— To be done —
1. List every email address that appears in the forum thread on indexing problems.
2. From the forum thread on indexing problems, write out the passage from "After about 3" up to and including "gets too full.", with the wording unchanged.

— Passage shown —
<<<<

Overloading by indexing?

Julius_K · June 24, 2014, 2:33pm

Hi,

I have a strange problem with ES. It's running on a cluster with 64 cores
etc, so I don't think the power of the hardware is the issue.

I want to index a lot of documents with elasticsearch-hadoop.
After some problems I now have everything into place and it seems to work
fine.

So I wrote a simple pig script which loads all the files (~500) and stores
them into an ES index.
However, after ~22h the job failed, because of connection problems between
the nodes.
But during that time, there wasn't any heavy usage of network bandwidth or
other ressources.

After that I tried to run the pig script only for one document so I know
what is indexed and what is missing.
After about 3 documents indexed well doing this, the jobs started to fail
again, due to network problems although there wasn't any significant load.

I observed that even after the indexing jobs stopped, there was stuff
happening with the index. The number of documents kept growing for quite
some time and the translog operations went up and down being mostly at
about half a million.

For me this looks like the index takes more time indexing than the pig
script takes for writing into the index and after some time somewhere a
buffer gets too full.

Is this possible? I would expect, that in this case elasticsearch-hadoop
should get throttled.

The only documentation about the translog is what I found here:
http://www.elasticsearch.org/guide/en/elasticsearch/reference/current/index-modules-translog.html
which I find a bit little. I still don't know what implications the number
of translog operations has.

On the linked page it says, I could increase the numbers when doing bulk
indexing but I don't understand how this would help.
Also what's TPS?

Best regards
Julius

--
You received this message because you are subscribed to the Google Groups "elasticsearch" group.
To unsubscribe from this group and stop receiving emails from it, send an email to elasticsearch+unsubscribe@googlegroups.com.
To view this discussion on the web visit https://groups.google.com/d/msgid/elasticsearch/d17e1231-da99-4bc2-b019-806046ffd34e%40googlegroups.com.
For more options, visit https://groups.google.com/d/optout.

warkolm · June 24, 2014, 11:23pm

TPS is usually transactions per second.

Are you monitoring your cluster, and your memory/heap usage? How are you
coming to the conclusion that it's a networking issue?

Regards,
Mark Walkom

Infrastructure Engineer
Campaign Monitor
email: markw@campaignmonitor.com
web: www.campaignmonitor.com

On 25 June 2014 00:33, Julius K fooliuskoolius@gmail.com wrote:

Hi,

I have a strange problem with ES. It's running on a cluster with 64 cores
etc, so I don't think the power of the hardware is the issue.

I want to index a lot of documents with elasticsearch-hadoop.

>>>>

— Data —

<<<<

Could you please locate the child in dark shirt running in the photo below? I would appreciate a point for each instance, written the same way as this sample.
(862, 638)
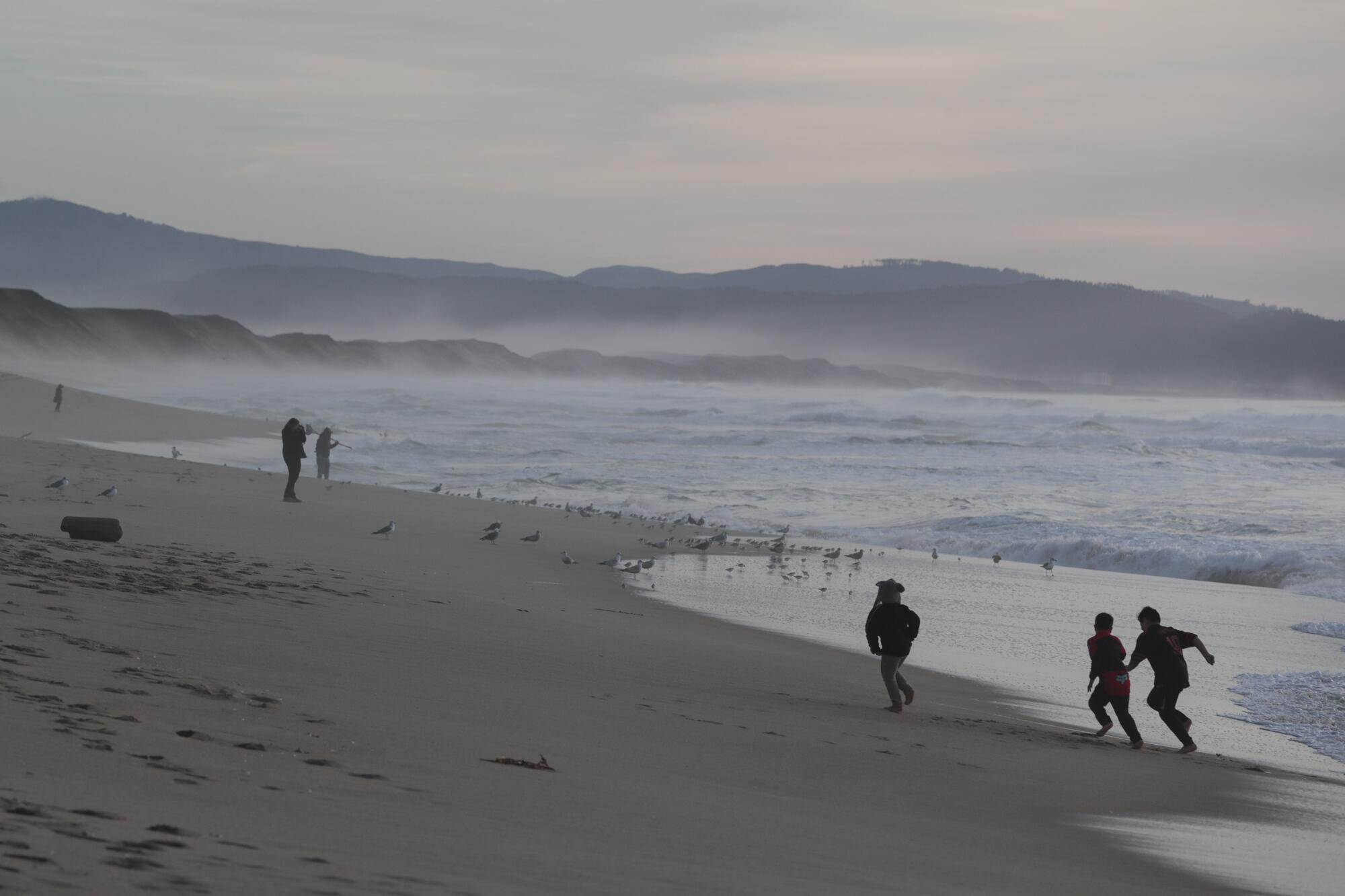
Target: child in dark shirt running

>>>>

— Problem solutions —
1.
elasticsearch+unsubscribe@googlegroups.com
markw@campaignmonitor.com
fooliuskoolius@gmail.com

2.
After about 3 documents indexed well doing this, the jobs started to fail
again, due to network problems although there wasn't any significant load.

I observed that even after the indexing jobs stopped, there was stuff
happening with the index. The number of documents kept growing for quite
some time and the translog operations went up and down being mostly at
about half a million.

For me this looks like the index takes more time indexing than the pig
script takes for writing into the index and after some time somewhere a
buffer gets too full.